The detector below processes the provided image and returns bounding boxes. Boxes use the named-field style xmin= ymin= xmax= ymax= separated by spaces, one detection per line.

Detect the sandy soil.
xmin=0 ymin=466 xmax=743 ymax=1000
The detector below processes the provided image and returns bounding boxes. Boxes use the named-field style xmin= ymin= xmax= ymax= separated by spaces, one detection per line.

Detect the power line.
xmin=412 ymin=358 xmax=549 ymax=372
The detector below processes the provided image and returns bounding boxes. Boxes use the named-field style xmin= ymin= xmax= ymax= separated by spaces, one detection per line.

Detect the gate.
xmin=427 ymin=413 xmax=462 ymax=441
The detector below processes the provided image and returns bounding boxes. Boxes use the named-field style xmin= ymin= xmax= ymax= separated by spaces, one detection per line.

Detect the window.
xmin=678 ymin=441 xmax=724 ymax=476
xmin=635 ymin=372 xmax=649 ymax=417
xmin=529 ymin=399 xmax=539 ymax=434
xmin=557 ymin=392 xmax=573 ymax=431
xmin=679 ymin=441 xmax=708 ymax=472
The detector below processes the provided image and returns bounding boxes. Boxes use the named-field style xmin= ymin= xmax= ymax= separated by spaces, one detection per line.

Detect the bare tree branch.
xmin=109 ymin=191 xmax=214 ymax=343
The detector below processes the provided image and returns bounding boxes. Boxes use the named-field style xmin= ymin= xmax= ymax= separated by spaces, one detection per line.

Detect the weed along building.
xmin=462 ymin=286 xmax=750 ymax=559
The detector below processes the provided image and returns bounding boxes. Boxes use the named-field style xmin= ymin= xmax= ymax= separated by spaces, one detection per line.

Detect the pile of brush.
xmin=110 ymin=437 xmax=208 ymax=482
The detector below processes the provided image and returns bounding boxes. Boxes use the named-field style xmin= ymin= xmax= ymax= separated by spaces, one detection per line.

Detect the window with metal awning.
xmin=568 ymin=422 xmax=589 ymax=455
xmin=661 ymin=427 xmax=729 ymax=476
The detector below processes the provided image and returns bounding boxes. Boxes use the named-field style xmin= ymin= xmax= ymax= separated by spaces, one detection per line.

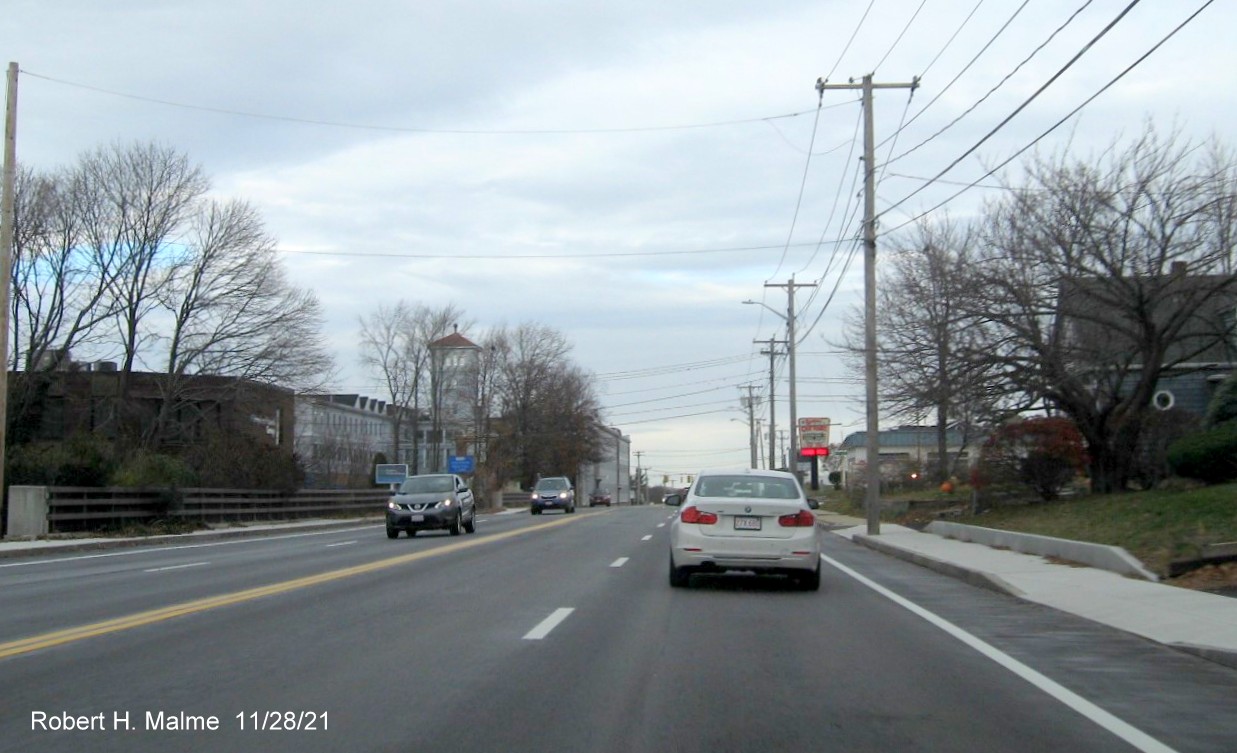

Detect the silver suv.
xmin=528 ymin=476 xmax=575 ymax=516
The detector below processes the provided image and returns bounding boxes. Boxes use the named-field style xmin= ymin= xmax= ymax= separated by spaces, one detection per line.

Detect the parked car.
xmin=387 ymin=474 xmax=476 ymax=539
xmin=666 ymin=469 xmax=820 ymax=591
xmin=528 ymin=476 xmax=575 ymax=516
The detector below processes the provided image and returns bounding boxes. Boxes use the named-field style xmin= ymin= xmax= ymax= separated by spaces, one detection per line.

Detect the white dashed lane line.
xmin=524 ymin=607 xmax=575 ymax=640
xmin=145 ymin=563 xmax=210 ymax=572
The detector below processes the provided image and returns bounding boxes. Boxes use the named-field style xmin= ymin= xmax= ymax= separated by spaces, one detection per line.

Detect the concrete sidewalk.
xmin=820 ymin=513 xmax=1237 ymax=668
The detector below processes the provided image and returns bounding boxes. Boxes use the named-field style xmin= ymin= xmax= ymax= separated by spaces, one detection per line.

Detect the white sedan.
xmin=666 ymin=469 xmax=820 ymax=591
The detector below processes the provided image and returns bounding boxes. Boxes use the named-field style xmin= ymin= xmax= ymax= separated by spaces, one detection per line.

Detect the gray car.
xmin=387 ymin=474 xmax=476 ymax=539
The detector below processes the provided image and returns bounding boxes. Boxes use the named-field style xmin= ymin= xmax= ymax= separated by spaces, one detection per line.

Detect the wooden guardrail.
xmin=9 ymin=486 xmax=391 ymax=535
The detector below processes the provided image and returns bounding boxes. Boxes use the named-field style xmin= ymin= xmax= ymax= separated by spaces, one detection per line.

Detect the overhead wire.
xmin=887 ymin=0 xmax=1142 ymax=221
xmin=21 ymin=68 xmax=811 ymax=136
xmin=886 ymin=0 xmax=1215 ymax=232
xmin=886 ymin=0 xmax=1094 ymax=167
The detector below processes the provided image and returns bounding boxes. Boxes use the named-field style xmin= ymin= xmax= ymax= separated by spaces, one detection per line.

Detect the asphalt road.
xmin=0 ymin=507 xmax=1237 ymax=753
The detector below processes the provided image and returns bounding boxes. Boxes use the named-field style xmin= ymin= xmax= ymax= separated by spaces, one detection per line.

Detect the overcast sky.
xmin=0 ymin=0 xmax=1237 ymax=483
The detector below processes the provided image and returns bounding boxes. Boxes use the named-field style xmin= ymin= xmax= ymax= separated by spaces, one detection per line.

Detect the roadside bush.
xmin=974 ymin=417 xmax=1086 ymax=502
xmin=1132 ymin=408 xmax=1199 ymax=490
xmin=1202 ymin=375 xmax=1237 ymax=429
xmin=1168 ymin=422 xmax=1237 ymax=483
xmin=829 ymin=471 xmax=842 ymax=491
xmin=186 ymin=432 xmax=304 ymax=491
xmin=110 ymin=450 xmax=198 ymax=487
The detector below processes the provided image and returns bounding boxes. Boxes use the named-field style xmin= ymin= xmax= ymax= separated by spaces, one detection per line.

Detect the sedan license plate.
xmin=735 ymin=516 xmax=761 ymax=530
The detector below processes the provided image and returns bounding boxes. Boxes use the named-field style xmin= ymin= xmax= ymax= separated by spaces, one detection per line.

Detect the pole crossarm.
xmin=764 ymin=277 xmax=816 ymax=476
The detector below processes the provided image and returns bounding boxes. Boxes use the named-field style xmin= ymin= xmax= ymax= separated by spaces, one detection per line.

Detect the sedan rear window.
xmin=695 ymin=476 xmax=799 ymax=500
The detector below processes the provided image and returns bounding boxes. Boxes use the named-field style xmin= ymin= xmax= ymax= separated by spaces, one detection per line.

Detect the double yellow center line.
xmin=0 ymin=516 xmax=581 ymax=659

[WHAT IS REQUIRED]: Render every line of the rows above as one numbered list, skipping blank lines. Leave the pictures out of your answer.

[THE OUTPUT]:
1. The detector below processes the provided image and returns bounding boxes. Boxes use the named-field style xmin= ymin= xmax= ymax= separated by spaces, one detection per line.
2. Detect the sandy soil.
3. xmin=0 ymin=466 xmax=743 ymax=1000
4. The detector below processes the provided image and returns bounding boxes. Boxes use the named-field style xmin= ymin= xmax= ymax= separated by spaces, one detection per line.
5. Detect the power line.
6. xmin=412 ymin=358 xmax=549 ymax=372
7. The detector below processes the provided image and returns bounding boxes. Boxes use the named-field style xmin= ymin= xmax= ymax= separated by spaces, one detection per line.
8. Detect the gate.
9. xmin=427 ymin=413 xmax=462 ymax=441
10. The detector below processes the provided image and returns bounding boxes. Boxes use the named-field style xmin= ymin= xmax= ymax= separated by spaces, one detection per line.
11. Detect the window.
12. xmin=678 ymin=441 xmax=724 ymax=476
13. xmin=635 ymin=372 xmax=649 ymax=417
14. xmin=529 ymin=399 xmax=539 ymax=434
15. xmin=557 ymin=392 xmax=573 ymax=431
16. xmin=679 ymin=441 xmax=708 ymax=472
17. The detector below processes the provided image and returns bounding boxes. Boxes use the named-field style xmin= ymin= xmax= ymax= separated by spaces, one detection per line.
18. Detect the bare tree branch.
19. xmin=109 ymin=191 xmax=214 ymax=343
20. The detector below processes the provided image and returns bounding boxes. Boxes use the named-field style xmin= ymin= xmax= ymax= separated by spaces, one detection per line.
21. Detect the weed along building.
22. xmin=462 ymin=286 xmax=750 ymax=559
23. The detector below processes the provided image and returns bounding boxes. Boxes use the named-field style xmin= ymin= xmax= ymax= separated by spaces, one detection per line.
24. Detect the pile of brush.
25. xmin=110 ymin=437 xmax=208 ymax=482
26. The detector below processes the provided image and returns bounding boxes. Boxes use the named-field style xmin= ymin= xmax= ymax= separated by spaces, one detection per line.
27. Detect the window with metal awning.
28. xmin=568 ymin=422 xmax=589 ymax=455
29. xmin=661 ymin=427 xmax=729 ymax=476
30. The detector below processes the provided image and returns bounding boxes. Boxes use the named-field style xmin= ymin= xmax= ymax= separated by spaces, one detection per line.
31. Detect the silver suv.
32. xmin=528 ymin=476 xmax=575 ymax=516
33. The detector below processes the provided image and returns bounding boxes. Boxes use the named-field style xmin= ymin= xmax= ymax= separated by spaces, one detection per line.
34. Detect the parked car.
35. xmin=387 ymin=474 xmax=476 ymax=539
36. xmin=666 ymin=469 xmax=820 ymax=591
37. xmin=528 ymin=476 xmax=575 ymax=516
38. The detector below processes the provided image and returns bounding boxes. Boxes use the named-field style xmin= ymin= xmax= ymax= separated by spaces, one detection per line.
39. Detect the white dashed lane line.
40. xmin=524 ymin=607 xmax=575 ymax=640
41. xmin=145 ymin=563 xmax=210 ymax=572
42. The detector below processes the provided image and returns bounding boxes. Boxes use the named-field style xmin= ymin= xmax= ymax= separated by spaces, one detection per line.
43. Detect the concrete sidewalk.
44. xmin=820 ymin=513 xmax=1237 ymax=668
45. The detector below processes the provided image and returns bounding boxes. Boxes use the named-field style xmin= ymin= xmax= ymax= separated by spaces, one detection per line.
46. Detect the white sedan.
47. xmin=666 ymin=469 xmax=820 ymax=591
48. The detector below processes the provided image and returns bounding boxes. Boxes use the named-field style xmin= ymin= xmax= ymax= separated by spaces, one detection per line.
49. Detect the gray car.
50. xmin=387 ymin=474 xmax=476 ymax=539
51. The detector below processes the provided image and returns bounding boxes. Boxes use the named-field style xmin= ymin= xmax= ymax= separated by spaces, one detection per line.
52. Detect the wooden guardrail.
53. xmin=9 ymin=486 xmax=391 ymax=535
54. The detector below processes the provided image and returns bounding boxes. Boxes use the named-field style xmin= ymin= xmax= ymax= separated by spaces, one detection per line.
55. Detect the overhead wire.
56. xmin=887 ymin=0 xmax=1142 ymax=221
57. xmin=21 ymin=68 xmax=811 ymax=136
58. xmin=886 ymin=0 xmax=1215 ymax=232
59. xmin=886 ymin=0 xmax=1094 ymax=167
60. The detector below processes the provided image and returns bounding boxes. Boxes use the named-field style xmin= ymin= xmax= ymax= separated by spaces, one detection per line.
61. Detect the asphalt road.
62. xmin=0 ymin=507 xmax=1237 ymax=753
63. The detector below processes the provided image and returns bounding boxes. Boxes use the named-field style xmin= ymin= xmax= ymax= separated by spaces, one detection per line.
64. Detect the overcast sky.
65. xmin=0 ymin=0 xmax=1237 ymax=483
66. The detector below processes the provided image and returns bounding boxes. Boxes use the named-field style xmin= ymin= xmax= ymax= separated by spaces, one detection per line.
67. Detect the roadside bush.
68. xmin=974 ymin=417 xmax=1086 ymax=502
69. xmin=1132 ymin=408 xmax=1199 ymax=490
70. xmin=1202 ymin=375 xmax=1237 ymax=429
71. xmin=1168 ymin=422 xmax=1237 ymax=483
72. xmin=829 ymin=471 xmax=842 ymax=491
73. xmin=186 ymin=432 xmax=304 ymax=491
74. xmin=110 ymin=450 xmax=198 ymax=487
75. The detector below processes the provided image and returns bounding boxes. Boxes use the named-field style xmin= ymin= xmax= ymax= separated by spaces, one detection per line.
76. Detect the sedan license plate.
77. xmin=735 ymin=516 xmax=761 ymax=530
78. The detector below processes the provided image and returns bounding boxes. Boxes use the named-field style xmin= ymin= xmax= ymax= separated by spaces, one detection per line.
79. Detect the pole crossarm.
80. xmin=764 ymin=277 xmax=816 ymax=476
81. The detector below processes the provided image and returns bounding boxes. Boxes use the named-field style xmin= ymin= xmax= ymax= separated by spaces, one detection per line.
82. Detect the sedan rear window.
83. xmin=695 ymin=476 xmax=799 ymax=500
84. The detector below processes the provided image and returns bounding boxes. Boxes use the named-field style xmin= ymin= xmax= ymax= separated by spaces, one detection per line.
85. Detect the double yellow center line.
86. xmin=0 ymin=516 xmax=581 ymax=659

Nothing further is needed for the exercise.